→ PAGE
·····
By the 1930s, the Sassoons had been doing business in China for a century, rivaled in wealth and influence by only one other dynasty - the Kadoories. These two Jewish families, both originally from Baghdad, stood astride Chinese business and politics for more than 175 years, profiting from the Opium Wars; surviving Japanese occupation; courting Chiang Kai-shek; and losing nearly everything as the Communists swept into power. In The Last Kings of Shanghai, Jonathan Kaufman tells the remarkable history of how these families participated in an economic boom that opened China to the world, but remained blind to the country's deep inequality and to the political turmoil at their doorsteps. In a story stretching from Baghdad to Hong Kong to Shanghai to London, Kaufman enters the lives and minds of these ambitious men and women to forge a tale of opium smuggling, family rivalry, political intrigue, and survival.
·····
→ TASKS TO CARRY OUT
1: Can you condense the paragraph starting "By the 1930s" in the book description into a short list of its main facts?
2: Would you extend the description of *The Last Kings of Shanghai* beyond its final sentence?

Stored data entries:
·····
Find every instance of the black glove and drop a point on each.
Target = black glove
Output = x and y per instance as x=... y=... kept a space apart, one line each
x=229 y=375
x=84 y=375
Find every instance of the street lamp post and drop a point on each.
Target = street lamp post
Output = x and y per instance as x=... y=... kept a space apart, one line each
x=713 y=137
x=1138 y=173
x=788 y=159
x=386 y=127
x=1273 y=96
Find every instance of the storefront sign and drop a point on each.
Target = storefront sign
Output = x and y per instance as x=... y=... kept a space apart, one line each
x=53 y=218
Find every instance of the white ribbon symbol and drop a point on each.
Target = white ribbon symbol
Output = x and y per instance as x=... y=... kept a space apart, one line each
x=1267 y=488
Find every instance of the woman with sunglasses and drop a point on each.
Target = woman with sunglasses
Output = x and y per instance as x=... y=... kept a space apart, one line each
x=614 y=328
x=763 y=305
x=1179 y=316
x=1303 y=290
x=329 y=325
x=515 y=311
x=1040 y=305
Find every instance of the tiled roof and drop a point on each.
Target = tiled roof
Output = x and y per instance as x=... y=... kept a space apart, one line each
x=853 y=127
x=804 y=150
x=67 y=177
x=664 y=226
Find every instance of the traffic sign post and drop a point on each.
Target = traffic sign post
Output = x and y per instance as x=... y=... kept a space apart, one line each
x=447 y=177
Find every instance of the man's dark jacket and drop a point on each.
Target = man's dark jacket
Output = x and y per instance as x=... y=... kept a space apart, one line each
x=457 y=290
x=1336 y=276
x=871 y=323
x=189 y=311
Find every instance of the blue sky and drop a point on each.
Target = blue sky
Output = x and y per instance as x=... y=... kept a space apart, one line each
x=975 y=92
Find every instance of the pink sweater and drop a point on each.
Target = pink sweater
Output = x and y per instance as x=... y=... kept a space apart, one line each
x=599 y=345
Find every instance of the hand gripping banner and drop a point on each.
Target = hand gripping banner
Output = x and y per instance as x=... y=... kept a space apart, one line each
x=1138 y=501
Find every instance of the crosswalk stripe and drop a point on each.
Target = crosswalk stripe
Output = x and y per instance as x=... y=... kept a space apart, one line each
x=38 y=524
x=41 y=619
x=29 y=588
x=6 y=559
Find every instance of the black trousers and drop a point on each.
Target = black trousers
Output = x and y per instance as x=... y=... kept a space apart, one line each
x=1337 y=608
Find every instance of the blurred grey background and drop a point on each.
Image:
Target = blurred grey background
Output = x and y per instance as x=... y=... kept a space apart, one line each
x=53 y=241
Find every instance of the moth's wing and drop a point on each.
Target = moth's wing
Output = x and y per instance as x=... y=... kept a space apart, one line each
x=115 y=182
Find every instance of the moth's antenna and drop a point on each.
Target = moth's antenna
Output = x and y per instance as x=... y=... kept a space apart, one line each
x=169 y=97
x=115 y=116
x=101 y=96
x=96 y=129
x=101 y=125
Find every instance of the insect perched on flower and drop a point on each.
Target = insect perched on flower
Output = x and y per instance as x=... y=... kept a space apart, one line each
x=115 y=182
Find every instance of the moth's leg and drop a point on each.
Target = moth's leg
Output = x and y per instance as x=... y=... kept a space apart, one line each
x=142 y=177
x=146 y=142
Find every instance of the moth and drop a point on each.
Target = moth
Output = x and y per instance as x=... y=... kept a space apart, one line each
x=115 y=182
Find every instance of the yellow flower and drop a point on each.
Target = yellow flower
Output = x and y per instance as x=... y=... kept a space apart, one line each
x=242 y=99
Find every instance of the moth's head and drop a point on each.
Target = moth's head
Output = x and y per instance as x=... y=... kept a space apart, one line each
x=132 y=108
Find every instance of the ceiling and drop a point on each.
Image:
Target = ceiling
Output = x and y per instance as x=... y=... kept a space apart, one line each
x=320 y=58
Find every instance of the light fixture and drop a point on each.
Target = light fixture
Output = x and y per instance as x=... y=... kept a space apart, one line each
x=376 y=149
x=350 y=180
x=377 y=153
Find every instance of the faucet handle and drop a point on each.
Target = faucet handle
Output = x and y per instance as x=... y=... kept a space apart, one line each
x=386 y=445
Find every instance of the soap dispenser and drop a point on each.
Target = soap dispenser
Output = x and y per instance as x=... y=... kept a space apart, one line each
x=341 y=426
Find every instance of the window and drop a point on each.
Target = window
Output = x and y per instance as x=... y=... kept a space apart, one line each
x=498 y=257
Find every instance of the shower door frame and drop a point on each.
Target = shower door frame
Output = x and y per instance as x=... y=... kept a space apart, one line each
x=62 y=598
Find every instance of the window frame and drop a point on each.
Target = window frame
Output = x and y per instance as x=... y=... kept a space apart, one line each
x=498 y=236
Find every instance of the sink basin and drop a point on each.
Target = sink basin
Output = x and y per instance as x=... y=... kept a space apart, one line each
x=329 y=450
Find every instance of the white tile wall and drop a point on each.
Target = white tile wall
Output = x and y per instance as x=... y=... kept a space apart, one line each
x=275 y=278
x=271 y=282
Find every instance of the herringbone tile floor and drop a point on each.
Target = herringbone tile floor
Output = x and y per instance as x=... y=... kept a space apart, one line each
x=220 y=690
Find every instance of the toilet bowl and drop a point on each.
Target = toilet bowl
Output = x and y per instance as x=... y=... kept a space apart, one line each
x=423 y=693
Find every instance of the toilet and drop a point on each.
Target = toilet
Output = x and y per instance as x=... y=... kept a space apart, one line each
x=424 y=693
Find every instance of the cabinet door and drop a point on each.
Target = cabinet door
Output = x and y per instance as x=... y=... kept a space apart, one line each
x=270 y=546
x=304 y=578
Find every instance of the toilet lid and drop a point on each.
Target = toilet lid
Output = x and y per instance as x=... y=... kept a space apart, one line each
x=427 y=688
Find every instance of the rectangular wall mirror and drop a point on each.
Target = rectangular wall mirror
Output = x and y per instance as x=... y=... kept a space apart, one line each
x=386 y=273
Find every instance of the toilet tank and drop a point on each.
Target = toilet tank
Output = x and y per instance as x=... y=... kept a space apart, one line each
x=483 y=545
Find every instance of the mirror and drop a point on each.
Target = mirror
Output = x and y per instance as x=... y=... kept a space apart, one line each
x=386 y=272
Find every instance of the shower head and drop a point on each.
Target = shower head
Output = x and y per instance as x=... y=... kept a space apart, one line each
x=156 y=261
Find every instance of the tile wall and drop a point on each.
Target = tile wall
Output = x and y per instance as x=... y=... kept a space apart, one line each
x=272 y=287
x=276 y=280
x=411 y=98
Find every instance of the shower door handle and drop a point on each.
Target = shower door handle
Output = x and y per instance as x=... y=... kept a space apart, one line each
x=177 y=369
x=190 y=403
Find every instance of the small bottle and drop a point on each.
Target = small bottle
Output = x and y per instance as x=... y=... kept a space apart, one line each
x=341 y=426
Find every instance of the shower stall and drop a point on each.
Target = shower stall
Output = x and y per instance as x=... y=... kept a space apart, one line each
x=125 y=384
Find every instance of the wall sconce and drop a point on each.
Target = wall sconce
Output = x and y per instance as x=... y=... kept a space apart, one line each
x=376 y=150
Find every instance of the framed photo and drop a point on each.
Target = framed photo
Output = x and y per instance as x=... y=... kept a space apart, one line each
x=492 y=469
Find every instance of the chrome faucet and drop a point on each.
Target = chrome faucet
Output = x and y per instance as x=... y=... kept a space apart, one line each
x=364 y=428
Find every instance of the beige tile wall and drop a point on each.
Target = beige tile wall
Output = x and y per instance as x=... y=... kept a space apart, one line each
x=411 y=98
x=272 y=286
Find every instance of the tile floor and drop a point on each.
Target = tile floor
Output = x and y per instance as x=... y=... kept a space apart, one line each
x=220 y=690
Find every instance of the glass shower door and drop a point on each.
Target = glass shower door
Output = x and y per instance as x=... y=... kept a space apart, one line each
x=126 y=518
·····
→ RESULTS OF THE EXERCISE
1:
- By the 1930s, the Sassoons had done business in China for a century. Only the Kadoories rivaled them in wealth and influence.
- Both Jewish families came from Baghdad and dominated Chinese business and politics for more than 175 years.
- They profited from the Opium Wars, survived Japanese occupation, courted Chiang Kai-shek, and lost nearly everything when the Communists took power.
- In *The Last Kings of Shanghai*, Jonathan Kaufman traces how they helped drive an economic boom that opened China to the world. They stayed blind to the country's deep inequality and political turmoil.
- The story spans Baghdad, Hong Kong, Shanghai, and London. It covers opium smuggling, family rivalry, political intrigue, and survival.

2:
The book lays bare the moral compromises of the Kadoories and the Sassoons - and their exceptional foresight, success, and generosity. At the height of World War II, they joined together to rescue and protect 18,000 Jewish refugees fleeing Nazism. Though their stay in China started out as a business opportunity, the country became a home they were reluctant to leave, even on the eve of revolution. The lavish buildings they built and the booming businesses they nurtured continue to define Shanghai and Hong Kong to this day. As the United States confronts China's rise, and China grapples with the pressures of breakneck modernization and global power, the long-hidden odysseys of the Sassoons and the Kadoories hold a key to understanding the present moment.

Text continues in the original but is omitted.